▶ **Short problem**
Copy the rows below without any change, starting at the first line and ending at the line that contains "48 313 L 51", with both of those lines included.

▶ **Annotation dataset entries**
----

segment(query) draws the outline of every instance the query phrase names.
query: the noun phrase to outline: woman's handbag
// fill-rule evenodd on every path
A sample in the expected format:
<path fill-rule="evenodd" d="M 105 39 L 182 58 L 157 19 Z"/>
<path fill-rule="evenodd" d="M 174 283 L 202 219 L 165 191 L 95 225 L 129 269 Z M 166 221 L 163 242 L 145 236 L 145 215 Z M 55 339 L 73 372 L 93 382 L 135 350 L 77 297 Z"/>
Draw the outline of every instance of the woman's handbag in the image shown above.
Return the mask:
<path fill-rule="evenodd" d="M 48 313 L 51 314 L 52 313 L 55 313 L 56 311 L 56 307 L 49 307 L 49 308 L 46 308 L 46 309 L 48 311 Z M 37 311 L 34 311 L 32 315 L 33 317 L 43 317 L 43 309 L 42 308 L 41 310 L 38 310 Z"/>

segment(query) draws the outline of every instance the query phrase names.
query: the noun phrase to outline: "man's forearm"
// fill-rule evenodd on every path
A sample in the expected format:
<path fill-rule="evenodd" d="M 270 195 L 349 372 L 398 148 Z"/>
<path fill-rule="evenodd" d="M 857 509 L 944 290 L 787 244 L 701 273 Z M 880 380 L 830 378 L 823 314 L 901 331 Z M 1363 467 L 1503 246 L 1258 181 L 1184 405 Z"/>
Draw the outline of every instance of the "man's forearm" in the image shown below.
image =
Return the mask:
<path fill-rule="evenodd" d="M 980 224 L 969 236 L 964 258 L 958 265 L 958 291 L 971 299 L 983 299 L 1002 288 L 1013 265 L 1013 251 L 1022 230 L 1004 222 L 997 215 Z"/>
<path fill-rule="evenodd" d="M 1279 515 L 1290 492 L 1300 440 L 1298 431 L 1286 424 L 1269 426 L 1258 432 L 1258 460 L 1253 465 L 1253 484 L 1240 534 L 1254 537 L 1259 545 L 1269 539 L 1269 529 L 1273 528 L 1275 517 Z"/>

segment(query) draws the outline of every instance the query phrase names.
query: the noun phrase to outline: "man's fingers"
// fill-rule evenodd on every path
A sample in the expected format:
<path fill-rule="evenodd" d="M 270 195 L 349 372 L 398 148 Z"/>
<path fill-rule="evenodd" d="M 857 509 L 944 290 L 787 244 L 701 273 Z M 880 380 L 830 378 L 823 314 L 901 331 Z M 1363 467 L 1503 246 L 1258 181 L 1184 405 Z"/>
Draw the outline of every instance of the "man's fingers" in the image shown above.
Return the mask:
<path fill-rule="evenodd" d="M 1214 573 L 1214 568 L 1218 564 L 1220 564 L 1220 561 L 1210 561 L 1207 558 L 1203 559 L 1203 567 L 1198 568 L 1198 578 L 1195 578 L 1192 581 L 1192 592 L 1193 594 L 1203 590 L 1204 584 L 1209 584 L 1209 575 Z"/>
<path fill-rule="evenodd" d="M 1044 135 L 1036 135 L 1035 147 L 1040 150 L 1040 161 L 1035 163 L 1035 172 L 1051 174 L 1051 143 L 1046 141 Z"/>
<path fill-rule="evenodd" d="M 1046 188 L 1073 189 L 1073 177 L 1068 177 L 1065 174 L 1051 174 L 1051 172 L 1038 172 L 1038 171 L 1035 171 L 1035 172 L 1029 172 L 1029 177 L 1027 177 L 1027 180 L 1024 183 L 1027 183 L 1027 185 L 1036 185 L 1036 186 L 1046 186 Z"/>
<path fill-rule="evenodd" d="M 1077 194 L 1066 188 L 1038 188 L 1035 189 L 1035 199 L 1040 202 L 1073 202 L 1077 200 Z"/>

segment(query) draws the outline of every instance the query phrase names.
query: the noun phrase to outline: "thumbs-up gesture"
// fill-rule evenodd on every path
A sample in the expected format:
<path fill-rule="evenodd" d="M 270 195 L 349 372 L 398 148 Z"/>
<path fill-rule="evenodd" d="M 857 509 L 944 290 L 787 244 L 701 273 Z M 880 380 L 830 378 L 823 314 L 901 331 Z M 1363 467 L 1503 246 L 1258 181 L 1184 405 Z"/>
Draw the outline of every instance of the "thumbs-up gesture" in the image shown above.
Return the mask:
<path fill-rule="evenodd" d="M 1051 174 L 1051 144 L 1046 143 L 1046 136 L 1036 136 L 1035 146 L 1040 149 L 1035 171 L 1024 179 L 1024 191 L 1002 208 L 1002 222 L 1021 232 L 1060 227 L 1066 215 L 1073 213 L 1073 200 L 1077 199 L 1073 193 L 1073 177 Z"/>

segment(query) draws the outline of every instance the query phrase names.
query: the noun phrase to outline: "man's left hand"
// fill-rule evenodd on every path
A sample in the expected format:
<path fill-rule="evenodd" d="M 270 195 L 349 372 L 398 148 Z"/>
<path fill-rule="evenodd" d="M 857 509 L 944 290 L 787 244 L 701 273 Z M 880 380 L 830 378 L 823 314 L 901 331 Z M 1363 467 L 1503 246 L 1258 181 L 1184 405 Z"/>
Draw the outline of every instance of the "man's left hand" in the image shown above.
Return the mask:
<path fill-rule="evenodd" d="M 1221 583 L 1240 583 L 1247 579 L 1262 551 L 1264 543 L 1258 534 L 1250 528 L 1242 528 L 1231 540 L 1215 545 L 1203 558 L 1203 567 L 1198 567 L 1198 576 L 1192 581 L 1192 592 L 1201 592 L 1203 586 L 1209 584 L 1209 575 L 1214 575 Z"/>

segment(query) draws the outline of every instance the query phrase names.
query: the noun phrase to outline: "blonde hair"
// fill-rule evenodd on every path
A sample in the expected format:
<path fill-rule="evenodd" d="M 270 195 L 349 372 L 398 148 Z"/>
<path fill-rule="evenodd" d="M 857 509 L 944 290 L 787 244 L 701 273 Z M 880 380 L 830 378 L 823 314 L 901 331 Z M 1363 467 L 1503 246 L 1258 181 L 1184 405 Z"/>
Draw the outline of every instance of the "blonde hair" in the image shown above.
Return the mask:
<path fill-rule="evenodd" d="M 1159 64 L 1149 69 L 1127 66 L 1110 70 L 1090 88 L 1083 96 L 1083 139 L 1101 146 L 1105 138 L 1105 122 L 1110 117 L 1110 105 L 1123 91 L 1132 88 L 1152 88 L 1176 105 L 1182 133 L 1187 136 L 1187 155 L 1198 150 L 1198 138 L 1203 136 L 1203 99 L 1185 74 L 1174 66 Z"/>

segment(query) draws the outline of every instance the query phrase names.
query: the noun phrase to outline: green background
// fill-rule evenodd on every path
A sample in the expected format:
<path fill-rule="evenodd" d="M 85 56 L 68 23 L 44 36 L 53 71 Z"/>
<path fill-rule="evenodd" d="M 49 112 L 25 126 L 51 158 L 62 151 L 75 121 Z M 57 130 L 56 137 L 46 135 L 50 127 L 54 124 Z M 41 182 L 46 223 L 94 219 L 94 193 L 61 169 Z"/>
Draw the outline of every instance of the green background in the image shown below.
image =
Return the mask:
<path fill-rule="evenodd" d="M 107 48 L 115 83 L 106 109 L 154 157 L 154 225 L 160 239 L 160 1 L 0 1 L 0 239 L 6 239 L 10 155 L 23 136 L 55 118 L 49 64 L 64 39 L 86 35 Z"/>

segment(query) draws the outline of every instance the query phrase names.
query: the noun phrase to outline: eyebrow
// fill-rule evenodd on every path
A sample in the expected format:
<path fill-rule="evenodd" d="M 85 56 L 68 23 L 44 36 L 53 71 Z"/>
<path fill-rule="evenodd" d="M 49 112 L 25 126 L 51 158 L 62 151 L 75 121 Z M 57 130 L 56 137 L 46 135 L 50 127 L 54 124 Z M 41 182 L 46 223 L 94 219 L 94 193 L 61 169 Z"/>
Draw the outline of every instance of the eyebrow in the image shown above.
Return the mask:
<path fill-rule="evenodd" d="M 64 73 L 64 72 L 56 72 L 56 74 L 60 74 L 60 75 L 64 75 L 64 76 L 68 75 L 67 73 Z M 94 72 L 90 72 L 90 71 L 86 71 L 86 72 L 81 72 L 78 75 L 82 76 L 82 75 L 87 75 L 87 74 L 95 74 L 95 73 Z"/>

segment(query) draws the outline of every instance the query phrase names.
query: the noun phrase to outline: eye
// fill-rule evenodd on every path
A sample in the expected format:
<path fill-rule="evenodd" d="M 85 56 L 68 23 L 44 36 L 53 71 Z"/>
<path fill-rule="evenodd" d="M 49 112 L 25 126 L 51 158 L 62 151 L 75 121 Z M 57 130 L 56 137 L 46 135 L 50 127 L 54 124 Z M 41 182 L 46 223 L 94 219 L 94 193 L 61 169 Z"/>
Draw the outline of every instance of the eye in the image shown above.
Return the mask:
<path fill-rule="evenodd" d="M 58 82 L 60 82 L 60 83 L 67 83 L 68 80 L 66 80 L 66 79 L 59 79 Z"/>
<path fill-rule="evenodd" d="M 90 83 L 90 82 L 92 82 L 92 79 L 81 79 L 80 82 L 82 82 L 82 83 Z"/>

----

▶ **Solution to this exercise**
segment(query) draws the outline of every instance the query phrase names.
query: the noun phrase to outline: woman's handbag
// fill-rule evenodd on every path
A sample in the expected format:
<path fill-rule="evenodd" d="M 105 39 L 182 58 L 157 19 Z"/>
<path fill-rule="evenodd" d="M 174 283 L 202 219 L 165 191 L 95 225 L 129 269 Z M 166 221 L 163 242 L 145 236 L 145 215 Z M 55 339 L 73 372 L 93 382 L 135 350 L 77 297 Z"/>
Draw the outline of every instance of the woman's handbag in the image shown above.
Return the mask:
<path fill-rule="evenodd" d="M 48 313 L 51 314 L 52 313 L 55 313 L 56 311 L 56 307 L 49 307 L 49 308 L 46 308 L 46 309 L 48 311 Z M 37 311 L 34 311 L 32 315 L 33 317 L 43 317 L 43 309 L 42 308 L 41 310 L 38 310 Z"/>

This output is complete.